> _Passage du texte_
▶

Empiriquement, les chiffres du commerce turco-européen récents confirment cette conclusion87(*). L'accord a globalement profité aux pays européens dans la mesure où il a impulsé une forte croissance des exportations intra-européenne vers la Turquie sans pour autant provoquer une hausse du même ordre des exportations turques vers l'UE. Entre 1994 et 1998 la part des importations turques en provenance de l'Europe a augmenté de 5,6 points passant de 46,9% à 52,5%. En revanche la part des exportations à destination communautaire a cru dans une moindre proportion en passant de 47,7% à 50% du total des exportations. En valeur absolue, cette progression est encore plus marquante puisqu'on voit alors nettement le solde se creuser : les importations turques en provenance de l'UE ont augmenté de 13 242 millions de dollars l'an (passant de 10 667 en 1994 à 24 108 millions de dollars en 1998) alors que ses exportations n'ont progressé que de 4 803 millions de dollars l'an (passant de 8637 en 1994 à 13 440 millions de dollars en 1998).

Néanmoins une large part de ce phénomène de déséquilibre s'explique simplement par le fait que sur la période considérée se sont les concessions tarifaires turques qui se sont appliquées alors que celles de la communauté avaient déjà produit leurs effets par le passé lors de leur application88(*).

Mais globalement on retient d'une telle analyse que si l'on prolonge la tendance observée, l'Union douanière entre l'Europe et la Turquie est intenable sur le long terme dans la mesure où la progression des importations sera beaucoup plus forte que celle des exportations et la dépréciation réelle produite par la suppression des tarifs douaniers restera insuffisante pour contenir la dégradation du solde courant provoquée par le service de la dette extérieure qui continuera ainsi d'augmenter.

◀

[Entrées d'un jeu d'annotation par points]

▶

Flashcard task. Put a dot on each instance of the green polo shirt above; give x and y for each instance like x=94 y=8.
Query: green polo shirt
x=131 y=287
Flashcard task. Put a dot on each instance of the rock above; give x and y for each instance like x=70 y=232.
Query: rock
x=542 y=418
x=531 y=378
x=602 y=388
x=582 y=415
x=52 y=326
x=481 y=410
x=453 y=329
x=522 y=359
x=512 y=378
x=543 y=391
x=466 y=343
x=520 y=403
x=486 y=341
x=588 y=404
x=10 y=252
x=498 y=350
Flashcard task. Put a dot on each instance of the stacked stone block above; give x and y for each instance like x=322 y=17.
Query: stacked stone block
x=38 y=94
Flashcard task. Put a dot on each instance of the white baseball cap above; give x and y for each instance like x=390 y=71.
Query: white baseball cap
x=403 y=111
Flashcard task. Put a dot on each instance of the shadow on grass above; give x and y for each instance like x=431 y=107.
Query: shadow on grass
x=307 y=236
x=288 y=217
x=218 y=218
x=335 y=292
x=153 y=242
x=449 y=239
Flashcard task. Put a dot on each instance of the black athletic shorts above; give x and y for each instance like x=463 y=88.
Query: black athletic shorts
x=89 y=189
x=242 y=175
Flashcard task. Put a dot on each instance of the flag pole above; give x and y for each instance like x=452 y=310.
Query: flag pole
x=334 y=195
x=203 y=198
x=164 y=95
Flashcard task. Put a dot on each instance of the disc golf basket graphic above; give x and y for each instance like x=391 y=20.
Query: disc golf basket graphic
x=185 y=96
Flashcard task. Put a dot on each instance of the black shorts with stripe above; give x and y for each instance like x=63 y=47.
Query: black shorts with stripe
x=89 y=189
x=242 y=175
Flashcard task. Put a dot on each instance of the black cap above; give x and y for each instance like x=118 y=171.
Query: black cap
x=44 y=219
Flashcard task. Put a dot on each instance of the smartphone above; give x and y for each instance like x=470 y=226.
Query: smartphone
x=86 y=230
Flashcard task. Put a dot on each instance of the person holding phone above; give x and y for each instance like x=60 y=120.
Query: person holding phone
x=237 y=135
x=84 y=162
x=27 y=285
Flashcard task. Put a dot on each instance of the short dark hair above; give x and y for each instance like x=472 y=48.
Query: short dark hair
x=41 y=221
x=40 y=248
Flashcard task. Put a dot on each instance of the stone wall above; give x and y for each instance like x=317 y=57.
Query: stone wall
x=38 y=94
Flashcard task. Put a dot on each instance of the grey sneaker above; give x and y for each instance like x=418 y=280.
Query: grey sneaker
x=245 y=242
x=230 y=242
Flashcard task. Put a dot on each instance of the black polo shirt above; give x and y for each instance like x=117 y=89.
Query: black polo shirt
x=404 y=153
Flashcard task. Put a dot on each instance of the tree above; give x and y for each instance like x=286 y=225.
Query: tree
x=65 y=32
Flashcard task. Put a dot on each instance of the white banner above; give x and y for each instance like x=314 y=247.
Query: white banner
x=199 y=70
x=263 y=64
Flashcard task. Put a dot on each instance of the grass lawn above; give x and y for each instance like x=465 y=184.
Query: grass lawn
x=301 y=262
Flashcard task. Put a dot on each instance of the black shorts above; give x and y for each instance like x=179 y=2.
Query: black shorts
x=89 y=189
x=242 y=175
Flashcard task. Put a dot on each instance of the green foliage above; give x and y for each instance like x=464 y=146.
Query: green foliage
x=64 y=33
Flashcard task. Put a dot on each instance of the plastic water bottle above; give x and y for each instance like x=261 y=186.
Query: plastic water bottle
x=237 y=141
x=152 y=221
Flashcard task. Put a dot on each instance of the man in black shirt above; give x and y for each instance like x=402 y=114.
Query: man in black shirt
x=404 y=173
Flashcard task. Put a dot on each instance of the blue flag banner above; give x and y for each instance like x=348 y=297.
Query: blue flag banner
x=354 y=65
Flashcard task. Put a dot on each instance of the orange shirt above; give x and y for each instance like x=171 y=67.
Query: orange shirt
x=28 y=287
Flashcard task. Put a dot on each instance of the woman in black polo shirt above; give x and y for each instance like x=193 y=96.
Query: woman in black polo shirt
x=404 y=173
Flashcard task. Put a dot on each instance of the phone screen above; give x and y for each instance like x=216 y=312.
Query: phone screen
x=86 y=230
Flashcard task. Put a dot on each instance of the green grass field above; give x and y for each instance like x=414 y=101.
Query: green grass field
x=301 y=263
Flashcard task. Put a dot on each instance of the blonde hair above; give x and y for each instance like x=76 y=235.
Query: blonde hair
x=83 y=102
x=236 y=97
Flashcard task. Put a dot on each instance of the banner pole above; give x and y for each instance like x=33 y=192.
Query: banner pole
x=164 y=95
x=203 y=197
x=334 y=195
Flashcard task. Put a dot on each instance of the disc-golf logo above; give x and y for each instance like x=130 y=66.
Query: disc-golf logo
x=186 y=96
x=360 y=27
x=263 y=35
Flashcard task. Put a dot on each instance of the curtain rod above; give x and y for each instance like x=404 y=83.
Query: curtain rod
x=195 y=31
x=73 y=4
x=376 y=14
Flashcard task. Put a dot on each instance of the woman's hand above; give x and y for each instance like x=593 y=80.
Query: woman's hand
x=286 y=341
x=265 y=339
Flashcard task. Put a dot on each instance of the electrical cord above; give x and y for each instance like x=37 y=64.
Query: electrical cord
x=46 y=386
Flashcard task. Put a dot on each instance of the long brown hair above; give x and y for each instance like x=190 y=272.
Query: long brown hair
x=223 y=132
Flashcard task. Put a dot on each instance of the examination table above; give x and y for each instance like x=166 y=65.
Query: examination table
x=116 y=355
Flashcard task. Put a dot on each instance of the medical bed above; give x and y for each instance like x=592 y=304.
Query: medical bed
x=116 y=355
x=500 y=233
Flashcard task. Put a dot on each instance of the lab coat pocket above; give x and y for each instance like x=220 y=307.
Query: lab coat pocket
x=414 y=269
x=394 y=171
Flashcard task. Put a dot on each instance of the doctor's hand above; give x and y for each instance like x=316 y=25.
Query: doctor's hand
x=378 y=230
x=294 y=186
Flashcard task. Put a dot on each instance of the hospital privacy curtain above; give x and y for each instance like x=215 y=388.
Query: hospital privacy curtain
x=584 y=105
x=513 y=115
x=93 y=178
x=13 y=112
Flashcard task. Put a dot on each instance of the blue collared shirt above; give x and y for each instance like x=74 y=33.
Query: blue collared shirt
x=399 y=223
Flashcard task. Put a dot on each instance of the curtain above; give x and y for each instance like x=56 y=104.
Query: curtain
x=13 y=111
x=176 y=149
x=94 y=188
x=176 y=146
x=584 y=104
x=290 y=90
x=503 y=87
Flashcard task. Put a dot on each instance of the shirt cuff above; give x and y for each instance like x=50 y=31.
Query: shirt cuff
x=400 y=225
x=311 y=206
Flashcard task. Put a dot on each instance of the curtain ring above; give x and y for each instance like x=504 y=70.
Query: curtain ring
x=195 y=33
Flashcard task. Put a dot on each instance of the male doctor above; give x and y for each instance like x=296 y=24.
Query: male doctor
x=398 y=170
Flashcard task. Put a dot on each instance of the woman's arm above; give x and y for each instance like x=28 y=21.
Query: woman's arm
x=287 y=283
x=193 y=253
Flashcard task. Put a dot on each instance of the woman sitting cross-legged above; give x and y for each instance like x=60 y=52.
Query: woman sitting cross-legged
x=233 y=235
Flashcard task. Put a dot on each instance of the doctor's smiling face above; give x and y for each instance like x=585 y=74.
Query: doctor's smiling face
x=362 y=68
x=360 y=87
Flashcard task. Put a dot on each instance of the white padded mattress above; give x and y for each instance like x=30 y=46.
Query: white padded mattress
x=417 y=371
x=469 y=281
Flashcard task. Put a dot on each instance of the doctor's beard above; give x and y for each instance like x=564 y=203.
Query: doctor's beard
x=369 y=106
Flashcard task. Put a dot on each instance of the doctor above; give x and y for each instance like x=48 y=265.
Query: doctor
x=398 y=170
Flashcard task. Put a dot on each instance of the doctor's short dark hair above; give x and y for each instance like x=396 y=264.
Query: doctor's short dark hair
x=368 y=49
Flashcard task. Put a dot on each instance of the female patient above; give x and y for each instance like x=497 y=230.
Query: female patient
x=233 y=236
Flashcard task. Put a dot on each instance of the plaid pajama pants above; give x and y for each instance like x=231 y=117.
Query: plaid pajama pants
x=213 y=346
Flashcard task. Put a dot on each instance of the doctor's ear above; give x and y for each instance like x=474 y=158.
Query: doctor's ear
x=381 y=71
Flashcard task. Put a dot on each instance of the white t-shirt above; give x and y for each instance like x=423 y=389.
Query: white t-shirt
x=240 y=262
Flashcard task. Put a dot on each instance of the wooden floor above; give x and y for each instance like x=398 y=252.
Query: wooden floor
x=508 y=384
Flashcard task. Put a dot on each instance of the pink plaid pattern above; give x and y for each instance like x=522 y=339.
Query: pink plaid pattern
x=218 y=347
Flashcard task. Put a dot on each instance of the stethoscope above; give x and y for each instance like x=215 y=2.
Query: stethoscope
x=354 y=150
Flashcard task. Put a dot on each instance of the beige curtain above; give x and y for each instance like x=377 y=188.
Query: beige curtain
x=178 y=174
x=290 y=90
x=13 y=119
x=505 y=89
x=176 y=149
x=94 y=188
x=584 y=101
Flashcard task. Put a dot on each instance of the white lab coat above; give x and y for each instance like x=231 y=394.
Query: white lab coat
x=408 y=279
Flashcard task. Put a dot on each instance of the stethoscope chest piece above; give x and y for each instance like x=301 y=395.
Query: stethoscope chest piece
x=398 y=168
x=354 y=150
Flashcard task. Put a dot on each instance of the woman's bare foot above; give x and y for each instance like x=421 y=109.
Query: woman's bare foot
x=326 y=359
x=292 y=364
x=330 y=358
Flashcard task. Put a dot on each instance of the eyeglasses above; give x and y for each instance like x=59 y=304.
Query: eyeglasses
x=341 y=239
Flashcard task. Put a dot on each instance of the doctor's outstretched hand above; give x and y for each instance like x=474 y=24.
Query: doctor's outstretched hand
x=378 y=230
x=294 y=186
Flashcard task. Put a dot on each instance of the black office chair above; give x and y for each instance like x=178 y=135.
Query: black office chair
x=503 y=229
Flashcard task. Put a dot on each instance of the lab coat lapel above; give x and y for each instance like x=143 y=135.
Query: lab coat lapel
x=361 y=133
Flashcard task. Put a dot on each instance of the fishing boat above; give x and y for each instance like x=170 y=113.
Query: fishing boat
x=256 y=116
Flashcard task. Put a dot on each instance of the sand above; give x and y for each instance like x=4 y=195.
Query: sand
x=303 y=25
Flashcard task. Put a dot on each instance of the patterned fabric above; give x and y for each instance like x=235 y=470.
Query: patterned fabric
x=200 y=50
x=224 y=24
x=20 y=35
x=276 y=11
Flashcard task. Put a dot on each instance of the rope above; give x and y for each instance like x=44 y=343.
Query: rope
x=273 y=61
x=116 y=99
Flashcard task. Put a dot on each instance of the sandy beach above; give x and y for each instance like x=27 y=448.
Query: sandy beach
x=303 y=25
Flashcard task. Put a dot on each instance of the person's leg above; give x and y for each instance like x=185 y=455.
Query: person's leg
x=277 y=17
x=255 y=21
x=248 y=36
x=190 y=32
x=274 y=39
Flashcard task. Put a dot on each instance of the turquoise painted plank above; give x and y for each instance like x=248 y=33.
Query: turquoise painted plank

◀

> _Consigne_
Reprenez le texte sur l'union douanière entre l'Europe et la Turquie et poursuivez-le après sa dernière phrase.

> _Réponse rédigée_
Cette conclusion est corroborée par diverses sources :

- Par la commission européenne qui fait remarquer dans son rapport sur l'Union douanière en 199889(*) que, compte tenu de l'adaptation des producteurs turcs face à la concurrence d'origine communautaire sur leur marché, l'effet de création de trafic paraissait relativement faible et l'augmentation des importations turques en provenance de l'UE semblait plus être le fait de détournement de trafic. De surcroît, et à la défaveur de l'économie turque, les exportations en provenance de Turquie n'ont pas bénéficié dans la même proportion de cet effet d'éviction (de détournement de commerce).

- Par Deniz AKAGüL [1999] qui émet néanmoins un bémol. Pour lui, cet accroissement du déficit commercial provient essentiellement de deux facteurs90(*) : l'impact du détournement de trafic d'une part et d'autre part l'existence d'un déficit de nature structurelle lié au décalage de développement de l'économie turque par rapport à celles de l'UE.

En effet, le rapport de la commission sur l'évolution des relations avec la Turquie deux ans après l'entrée en vigueur de l'Union douanière met en exergue qu'une partie non négligeable du déficit commercial est structurelle. L'augmentation des importations turques serait imputable à son besoin croissant de biens d'investissement et donc servirait directement la croissance de l'économie à long terme. C'est à dire qu'il existe un déficit structurel lié au retard de développement de la Turquie mais celui-ci n'est ni néfaste ni dangereux car il reflète le développement. Il pose néanmoins la question de son financement et dans ce sens il peut représenter un danger.

Ainsi on ne peut imputer tout le déficit commercial turc aux effets de détournements de commerce provoqués par l'Union douanière. Néanmoins il est évident qu'ils y ont contribué en grande partie.

Des modèles de structure plus complexes (non appliqués à la Turquie) et portant sur un plus grand nombre de produits ont été construits, et on a pu constater que la réalisation d'un accord commercial régional peut avoir un certain nombre d'autres conséquences qui peuvent l'emporter sur le détournement des courants d'échanges. MEADE [1955]91(*), par exemple, quelques années après VINER, a complexifié l'analyse statique à la VINER en y incluant des effets de consommation. A partir de là, il conclut que même un détournement des échanges est avantageux pour le consommateur92(*) qui bénéficie de produits à moindre prix.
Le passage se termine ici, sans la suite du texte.